■ **EXERCISE DATA**
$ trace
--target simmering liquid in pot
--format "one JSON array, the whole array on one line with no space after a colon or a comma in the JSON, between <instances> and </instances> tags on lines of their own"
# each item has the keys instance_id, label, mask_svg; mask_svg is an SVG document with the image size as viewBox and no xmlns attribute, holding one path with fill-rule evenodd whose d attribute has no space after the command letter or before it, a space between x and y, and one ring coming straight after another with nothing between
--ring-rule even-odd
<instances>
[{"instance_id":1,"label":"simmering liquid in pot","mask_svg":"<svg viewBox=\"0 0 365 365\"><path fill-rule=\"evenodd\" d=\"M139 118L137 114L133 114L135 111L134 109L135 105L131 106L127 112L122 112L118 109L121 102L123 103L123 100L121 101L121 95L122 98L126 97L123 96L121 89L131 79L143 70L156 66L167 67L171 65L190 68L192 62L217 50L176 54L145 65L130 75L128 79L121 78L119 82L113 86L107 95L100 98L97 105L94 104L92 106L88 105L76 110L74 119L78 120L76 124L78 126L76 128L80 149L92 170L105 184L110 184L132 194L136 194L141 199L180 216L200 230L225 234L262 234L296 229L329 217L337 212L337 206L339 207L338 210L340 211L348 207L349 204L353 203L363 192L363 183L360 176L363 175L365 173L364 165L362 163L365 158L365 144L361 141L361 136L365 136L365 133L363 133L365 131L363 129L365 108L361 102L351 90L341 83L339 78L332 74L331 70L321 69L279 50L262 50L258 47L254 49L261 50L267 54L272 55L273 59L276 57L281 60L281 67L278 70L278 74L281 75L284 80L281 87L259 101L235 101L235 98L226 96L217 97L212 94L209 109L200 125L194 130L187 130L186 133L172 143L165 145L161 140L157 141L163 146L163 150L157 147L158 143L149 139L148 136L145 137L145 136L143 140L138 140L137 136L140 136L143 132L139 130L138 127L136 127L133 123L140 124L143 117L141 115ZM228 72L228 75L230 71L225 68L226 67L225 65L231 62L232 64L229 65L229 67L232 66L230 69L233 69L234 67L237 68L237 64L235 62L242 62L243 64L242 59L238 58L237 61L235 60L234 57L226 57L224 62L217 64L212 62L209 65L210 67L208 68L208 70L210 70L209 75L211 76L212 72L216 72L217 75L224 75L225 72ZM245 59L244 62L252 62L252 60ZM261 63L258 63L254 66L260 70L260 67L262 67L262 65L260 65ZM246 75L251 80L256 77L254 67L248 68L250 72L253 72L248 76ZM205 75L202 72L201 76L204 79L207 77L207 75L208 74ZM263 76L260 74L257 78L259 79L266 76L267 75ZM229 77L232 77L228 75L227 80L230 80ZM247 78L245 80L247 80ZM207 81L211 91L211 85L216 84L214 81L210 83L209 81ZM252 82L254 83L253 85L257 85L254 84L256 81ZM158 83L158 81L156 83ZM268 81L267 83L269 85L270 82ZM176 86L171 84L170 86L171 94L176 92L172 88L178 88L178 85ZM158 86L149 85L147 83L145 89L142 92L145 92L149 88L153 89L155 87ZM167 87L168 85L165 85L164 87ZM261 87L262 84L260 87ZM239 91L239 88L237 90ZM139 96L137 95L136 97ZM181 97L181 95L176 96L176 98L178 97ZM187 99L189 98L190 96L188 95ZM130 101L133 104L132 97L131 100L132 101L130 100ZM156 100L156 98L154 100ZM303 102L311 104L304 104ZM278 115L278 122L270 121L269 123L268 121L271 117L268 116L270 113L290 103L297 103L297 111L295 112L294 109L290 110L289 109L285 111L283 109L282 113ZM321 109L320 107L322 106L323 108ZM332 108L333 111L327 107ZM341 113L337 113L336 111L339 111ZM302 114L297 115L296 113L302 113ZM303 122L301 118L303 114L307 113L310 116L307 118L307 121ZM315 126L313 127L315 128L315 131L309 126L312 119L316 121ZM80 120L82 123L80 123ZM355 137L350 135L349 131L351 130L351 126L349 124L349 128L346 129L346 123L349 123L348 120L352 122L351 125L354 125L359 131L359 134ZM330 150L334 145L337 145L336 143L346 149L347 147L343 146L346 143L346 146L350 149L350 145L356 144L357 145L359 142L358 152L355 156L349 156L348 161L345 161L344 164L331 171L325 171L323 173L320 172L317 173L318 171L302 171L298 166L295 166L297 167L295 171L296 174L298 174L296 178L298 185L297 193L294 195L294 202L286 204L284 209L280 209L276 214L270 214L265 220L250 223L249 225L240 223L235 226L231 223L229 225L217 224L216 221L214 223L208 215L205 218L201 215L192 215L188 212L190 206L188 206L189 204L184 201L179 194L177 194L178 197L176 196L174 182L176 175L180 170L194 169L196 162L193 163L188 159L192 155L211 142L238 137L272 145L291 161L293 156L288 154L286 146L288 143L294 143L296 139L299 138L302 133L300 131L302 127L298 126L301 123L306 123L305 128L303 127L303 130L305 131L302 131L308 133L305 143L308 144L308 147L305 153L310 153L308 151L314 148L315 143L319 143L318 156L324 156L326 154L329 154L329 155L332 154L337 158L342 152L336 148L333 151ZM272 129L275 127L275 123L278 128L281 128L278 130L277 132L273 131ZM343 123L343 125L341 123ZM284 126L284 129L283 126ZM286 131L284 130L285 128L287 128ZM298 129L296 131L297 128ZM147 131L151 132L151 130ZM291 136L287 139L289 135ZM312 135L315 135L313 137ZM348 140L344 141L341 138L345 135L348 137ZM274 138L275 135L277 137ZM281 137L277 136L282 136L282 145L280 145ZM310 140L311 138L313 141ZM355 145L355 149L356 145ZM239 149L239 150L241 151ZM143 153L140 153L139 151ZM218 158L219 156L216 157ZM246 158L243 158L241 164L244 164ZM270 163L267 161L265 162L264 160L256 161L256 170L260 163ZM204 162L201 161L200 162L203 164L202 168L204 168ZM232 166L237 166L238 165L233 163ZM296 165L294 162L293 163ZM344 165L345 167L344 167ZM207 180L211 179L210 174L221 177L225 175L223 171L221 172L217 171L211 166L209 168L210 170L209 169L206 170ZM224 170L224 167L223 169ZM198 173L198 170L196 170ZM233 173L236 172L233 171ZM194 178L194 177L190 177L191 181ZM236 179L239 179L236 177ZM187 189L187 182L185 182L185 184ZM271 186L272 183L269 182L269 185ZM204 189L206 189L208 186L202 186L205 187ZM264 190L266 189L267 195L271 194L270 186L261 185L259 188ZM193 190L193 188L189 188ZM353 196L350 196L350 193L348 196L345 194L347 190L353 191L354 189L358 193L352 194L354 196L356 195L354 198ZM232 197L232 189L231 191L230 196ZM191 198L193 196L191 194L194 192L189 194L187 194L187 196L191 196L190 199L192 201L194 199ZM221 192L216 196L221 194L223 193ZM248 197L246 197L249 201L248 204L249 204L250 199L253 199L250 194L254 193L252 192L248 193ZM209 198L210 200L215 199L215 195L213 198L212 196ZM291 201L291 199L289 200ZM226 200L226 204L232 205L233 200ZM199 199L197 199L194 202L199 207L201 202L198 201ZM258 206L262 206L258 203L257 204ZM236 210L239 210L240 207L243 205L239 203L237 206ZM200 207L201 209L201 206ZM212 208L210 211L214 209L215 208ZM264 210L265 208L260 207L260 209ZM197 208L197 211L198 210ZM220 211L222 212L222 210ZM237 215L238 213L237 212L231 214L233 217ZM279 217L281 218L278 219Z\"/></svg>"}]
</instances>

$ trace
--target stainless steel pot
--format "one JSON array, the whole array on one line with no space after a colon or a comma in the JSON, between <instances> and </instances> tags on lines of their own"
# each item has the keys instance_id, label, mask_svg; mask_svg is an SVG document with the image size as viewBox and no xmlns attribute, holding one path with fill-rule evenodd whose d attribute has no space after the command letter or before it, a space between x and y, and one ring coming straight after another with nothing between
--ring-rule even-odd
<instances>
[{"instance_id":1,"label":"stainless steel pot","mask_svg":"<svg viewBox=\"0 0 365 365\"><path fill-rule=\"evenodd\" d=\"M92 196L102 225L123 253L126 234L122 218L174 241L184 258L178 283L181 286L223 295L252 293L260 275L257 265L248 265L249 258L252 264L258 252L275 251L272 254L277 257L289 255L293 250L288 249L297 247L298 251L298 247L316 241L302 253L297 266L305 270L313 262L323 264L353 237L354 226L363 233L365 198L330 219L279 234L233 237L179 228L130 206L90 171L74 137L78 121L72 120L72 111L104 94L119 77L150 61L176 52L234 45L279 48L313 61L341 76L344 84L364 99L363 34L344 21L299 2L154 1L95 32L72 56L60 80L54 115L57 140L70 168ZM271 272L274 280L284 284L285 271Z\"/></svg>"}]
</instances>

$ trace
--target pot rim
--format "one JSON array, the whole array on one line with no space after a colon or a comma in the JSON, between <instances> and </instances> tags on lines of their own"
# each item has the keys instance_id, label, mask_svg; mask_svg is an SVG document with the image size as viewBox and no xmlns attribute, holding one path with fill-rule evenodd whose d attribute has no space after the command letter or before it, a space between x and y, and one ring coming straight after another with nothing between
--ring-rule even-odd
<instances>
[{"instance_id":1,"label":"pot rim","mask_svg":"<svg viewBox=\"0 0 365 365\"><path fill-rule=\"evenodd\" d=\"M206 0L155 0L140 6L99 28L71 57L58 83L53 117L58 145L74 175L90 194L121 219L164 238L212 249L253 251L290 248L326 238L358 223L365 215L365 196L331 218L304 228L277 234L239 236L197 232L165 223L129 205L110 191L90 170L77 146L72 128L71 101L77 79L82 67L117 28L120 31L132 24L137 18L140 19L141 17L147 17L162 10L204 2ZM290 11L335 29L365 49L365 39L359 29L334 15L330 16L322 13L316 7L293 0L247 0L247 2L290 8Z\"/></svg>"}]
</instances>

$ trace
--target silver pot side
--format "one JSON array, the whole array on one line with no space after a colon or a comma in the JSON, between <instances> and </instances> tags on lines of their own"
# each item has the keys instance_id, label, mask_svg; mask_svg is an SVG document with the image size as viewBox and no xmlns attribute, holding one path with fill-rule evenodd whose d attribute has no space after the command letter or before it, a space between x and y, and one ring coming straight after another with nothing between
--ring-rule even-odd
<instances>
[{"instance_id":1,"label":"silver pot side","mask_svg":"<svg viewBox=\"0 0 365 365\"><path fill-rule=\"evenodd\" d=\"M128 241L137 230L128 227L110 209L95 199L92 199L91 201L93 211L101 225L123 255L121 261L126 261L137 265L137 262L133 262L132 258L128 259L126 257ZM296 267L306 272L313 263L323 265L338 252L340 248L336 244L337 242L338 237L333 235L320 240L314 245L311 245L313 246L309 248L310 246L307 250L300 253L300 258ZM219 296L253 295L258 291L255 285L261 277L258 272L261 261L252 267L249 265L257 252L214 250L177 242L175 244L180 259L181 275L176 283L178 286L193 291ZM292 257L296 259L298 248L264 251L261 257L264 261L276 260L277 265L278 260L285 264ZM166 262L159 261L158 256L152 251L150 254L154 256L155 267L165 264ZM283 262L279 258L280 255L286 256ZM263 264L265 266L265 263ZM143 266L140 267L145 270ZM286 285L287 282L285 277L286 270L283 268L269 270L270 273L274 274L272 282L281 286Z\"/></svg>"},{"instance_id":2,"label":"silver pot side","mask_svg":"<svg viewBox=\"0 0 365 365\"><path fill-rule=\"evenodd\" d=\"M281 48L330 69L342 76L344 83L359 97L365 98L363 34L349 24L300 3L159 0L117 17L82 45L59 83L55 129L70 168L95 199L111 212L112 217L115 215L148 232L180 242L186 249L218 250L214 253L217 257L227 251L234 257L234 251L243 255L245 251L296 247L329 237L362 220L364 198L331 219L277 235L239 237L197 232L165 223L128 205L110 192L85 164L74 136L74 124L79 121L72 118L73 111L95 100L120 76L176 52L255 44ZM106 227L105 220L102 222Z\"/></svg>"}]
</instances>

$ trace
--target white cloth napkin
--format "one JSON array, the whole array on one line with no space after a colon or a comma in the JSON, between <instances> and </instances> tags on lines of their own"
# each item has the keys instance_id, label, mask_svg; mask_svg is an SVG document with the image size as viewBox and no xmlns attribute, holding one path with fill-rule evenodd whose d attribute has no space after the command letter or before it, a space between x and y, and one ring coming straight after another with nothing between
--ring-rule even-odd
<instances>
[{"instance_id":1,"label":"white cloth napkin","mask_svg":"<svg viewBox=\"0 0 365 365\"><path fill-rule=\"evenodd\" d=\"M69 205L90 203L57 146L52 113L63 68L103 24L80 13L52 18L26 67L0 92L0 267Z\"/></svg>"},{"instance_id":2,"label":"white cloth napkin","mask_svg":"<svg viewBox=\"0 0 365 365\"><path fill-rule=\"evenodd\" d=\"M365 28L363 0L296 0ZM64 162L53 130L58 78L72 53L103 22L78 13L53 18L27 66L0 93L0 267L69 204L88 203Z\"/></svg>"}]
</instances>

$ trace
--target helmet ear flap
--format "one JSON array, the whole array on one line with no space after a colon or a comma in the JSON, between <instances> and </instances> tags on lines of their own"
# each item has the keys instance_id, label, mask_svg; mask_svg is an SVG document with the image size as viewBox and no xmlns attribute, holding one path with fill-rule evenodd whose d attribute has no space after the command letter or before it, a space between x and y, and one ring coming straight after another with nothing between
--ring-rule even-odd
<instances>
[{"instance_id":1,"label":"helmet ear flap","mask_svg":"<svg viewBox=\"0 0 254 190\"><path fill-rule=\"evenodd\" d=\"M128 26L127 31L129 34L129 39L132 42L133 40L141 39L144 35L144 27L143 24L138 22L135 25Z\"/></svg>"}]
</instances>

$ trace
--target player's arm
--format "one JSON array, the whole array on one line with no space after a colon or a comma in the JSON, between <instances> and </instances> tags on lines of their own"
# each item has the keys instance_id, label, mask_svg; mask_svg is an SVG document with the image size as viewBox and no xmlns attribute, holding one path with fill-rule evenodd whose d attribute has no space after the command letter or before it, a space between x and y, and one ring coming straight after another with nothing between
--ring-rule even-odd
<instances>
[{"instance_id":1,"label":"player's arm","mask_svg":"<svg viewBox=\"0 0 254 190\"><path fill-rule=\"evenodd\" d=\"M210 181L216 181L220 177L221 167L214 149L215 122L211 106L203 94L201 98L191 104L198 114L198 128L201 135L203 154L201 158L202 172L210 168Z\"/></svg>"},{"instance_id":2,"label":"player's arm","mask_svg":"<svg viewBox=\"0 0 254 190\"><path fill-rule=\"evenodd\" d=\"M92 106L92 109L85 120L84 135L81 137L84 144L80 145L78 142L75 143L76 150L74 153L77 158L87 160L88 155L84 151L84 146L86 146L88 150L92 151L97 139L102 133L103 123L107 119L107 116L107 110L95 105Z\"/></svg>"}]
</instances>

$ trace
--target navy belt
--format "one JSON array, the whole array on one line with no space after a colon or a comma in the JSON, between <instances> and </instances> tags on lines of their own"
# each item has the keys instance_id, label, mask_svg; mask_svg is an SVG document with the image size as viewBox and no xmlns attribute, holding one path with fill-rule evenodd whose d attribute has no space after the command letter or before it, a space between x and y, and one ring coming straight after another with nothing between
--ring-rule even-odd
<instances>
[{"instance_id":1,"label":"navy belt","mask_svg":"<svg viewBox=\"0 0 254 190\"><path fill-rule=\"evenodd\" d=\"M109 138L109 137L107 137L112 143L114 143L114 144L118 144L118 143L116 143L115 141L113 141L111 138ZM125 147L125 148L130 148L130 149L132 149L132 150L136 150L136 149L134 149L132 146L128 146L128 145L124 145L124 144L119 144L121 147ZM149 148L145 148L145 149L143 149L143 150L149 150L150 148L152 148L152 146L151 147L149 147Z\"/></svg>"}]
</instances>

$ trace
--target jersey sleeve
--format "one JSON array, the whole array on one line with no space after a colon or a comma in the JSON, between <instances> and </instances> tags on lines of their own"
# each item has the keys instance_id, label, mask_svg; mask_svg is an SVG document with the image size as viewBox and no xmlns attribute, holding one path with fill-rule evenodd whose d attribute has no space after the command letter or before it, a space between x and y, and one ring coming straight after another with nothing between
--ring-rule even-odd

■ **THE REQUEST**
Which lines of the data above contain the word "target"? Pick out each of those lines and copy it in full, treating uppercase and lowercase as different.

■ **RESULT OF THIS EXERCISE**
--target simmering liquid in pot
--target stainless steel pot
--target pot rim
--target silver pot side
--target white cloth napkin
--target helmet ear flap
--target player's arm
--target navy belt
--target jersey sleeve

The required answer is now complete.